[Data for review — start]

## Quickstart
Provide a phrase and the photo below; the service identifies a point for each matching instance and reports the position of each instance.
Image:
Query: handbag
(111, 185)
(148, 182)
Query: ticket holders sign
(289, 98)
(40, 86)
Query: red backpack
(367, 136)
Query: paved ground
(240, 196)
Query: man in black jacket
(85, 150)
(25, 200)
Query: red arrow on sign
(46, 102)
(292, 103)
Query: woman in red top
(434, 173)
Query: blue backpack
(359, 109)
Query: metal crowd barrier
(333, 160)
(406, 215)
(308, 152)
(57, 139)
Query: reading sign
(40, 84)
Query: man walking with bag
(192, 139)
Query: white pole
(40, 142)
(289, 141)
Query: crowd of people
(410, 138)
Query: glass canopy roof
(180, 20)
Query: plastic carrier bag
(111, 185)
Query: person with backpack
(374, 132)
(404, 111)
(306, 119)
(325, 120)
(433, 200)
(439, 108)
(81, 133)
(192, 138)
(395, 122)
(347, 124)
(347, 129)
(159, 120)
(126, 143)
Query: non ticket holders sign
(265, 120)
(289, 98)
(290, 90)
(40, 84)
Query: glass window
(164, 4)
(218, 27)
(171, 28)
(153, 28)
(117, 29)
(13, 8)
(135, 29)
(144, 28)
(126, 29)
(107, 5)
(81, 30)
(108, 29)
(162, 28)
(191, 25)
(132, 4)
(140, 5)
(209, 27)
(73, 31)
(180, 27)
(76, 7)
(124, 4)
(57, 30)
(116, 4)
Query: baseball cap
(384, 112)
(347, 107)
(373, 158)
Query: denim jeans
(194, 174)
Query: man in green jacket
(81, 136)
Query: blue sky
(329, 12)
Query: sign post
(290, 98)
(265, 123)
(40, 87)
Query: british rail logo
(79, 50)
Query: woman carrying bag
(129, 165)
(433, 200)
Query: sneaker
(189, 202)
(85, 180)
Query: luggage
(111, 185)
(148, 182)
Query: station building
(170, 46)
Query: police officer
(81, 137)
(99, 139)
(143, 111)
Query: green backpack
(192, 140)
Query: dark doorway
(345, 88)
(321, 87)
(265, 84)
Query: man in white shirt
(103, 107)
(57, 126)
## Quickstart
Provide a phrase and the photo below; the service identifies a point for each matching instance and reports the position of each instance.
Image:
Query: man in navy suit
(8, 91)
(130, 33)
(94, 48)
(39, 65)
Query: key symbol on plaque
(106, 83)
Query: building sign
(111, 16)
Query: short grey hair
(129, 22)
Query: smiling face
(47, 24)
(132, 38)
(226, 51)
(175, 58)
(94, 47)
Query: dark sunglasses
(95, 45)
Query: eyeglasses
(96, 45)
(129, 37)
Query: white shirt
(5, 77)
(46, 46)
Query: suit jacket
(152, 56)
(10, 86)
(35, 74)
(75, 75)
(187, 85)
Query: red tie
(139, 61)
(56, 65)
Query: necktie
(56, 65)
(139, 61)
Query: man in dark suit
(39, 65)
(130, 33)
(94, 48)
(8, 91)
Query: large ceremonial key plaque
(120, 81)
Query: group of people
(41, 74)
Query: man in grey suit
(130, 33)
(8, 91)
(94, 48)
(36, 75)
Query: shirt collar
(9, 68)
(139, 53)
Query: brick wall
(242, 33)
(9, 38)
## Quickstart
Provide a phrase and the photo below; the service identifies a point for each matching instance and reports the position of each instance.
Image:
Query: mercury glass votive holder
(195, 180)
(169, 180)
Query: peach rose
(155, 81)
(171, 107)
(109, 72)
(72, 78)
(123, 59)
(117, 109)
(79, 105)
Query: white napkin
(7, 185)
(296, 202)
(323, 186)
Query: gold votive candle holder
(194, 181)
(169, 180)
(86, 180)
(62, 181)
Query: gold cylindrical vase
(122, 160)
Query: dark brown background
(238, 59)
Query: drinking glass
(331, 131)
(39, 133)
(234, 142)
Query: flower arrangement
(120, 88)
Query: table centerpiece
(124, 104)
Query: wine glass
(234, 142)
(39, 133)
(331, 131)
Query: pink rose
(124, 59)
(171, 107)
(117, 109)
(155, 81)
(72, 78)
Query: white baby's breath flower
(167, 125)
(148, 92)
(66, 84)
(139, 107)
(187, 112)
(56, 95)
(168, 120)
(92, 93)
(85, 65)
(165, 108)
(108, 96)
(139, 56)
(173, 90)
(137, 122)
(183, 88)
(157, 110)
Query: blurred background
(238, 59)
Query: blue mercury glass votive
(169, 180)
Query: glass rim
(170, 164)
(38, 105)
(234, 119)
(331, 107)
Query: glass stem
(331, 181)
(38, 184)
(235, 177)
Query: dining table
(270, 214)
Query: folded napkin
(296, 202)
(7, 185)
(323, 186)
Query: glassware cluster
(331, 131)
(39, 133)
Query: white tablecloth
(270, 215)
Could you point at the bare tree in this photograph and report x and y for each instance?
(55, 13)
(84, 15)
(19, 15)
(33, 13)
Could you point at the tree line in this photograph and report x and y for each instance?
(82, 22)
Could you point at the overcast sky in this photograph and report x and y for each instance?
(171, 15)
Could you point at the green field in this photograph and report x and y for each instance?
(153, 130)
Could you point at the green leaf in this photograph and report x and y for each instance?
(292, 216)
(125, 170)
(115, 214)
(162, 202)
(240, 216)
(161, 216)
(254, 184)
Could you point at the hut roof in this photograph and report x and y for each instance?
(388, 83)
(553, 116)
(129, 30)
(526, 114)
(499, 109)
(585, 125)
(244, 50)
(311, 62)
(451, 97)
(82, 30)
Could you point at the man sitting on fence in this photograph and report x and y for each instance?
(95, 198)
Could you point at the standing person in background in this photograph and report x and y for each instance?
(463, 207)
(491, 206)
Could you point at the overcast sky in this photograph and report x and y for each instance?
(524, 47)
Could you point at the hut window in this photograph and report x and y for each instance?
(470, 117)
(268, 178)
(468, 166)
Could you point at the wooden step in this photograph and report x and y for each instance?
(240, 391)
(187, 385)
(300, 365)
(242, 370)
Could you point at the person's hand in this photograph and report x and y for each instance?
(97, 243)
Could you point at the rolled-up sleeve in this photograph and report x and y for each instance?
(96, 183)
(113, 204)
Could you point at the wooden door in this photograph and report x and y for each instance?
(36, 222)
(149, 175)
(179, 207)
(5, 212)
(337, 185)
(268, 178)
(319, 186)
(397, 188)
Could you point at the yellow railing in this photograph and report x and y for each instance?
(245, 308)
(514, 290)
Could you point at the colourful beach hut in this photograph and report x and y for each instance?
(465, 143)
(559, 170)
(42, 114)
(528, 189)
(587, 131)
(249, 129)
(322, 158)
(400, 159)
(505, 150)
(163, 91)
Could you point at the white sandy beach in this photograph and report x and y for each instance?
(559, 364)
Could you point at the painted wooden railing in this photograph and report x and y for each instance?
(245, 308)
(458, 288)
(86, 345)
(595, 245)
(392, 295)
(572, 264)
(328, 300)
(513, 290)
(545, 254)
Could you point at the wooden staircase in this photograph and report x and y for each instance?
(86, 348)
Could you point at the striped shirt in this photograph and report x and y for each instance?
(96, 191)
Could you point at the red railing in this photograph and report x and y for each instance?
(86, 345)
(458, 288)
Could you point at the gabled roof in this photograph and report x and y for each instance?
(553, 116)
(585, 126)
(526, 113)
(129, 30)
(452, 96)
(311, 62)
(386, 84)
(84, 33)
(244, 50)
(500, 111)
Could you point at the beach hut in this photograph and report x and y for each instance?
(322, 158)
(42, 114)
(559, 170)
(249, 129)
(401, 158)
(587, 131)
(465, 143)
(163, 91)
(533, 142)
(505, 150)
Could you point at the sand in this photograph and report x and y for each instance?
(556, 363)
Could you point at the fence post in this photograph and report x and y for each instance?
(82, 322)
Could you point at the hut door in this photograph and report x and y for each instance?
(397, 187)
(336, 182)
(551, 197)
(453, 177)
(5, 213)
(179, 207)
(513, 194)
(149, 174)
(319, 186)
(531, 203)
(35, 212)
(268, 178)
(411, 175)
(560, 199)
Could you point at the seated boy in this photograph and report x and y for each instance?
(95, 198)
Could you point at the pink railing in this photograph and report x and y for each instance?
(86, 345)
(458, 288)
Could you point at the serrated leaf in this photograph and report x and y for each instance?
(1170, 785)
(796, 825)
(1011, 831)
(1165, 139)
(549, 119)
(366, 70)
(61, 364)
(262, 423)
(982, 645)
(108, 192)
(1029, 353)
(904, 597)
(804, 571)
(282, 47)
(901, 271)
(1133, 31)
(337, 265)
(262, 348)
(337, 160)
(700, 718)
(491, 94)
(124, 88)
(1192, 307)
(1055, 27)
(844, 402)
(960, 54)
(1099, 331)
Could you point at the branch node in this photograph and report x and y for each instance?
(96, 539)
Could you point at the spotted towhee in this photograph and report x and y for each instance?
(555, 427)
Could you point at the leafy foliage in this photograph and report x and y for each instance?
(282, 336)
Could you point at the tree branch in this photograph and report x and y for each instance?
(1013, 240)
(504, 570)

[Data for review — finish]

» Work task: The required output is every line of the entries, starting at the one that contains "Could you point at the spotted" and ending at the last, copied exactly.

» Problem solution:
Could you point at the spotted towhee in this photograph and report x and y for each instance?
(555, 427)
Could you point at the leafy foliage in this photograph and report x and y for each instance?
(282, 336)
Could you point at the tree branch in this photograph and report x and y for each instance?
(1013, 240)
(504, 570)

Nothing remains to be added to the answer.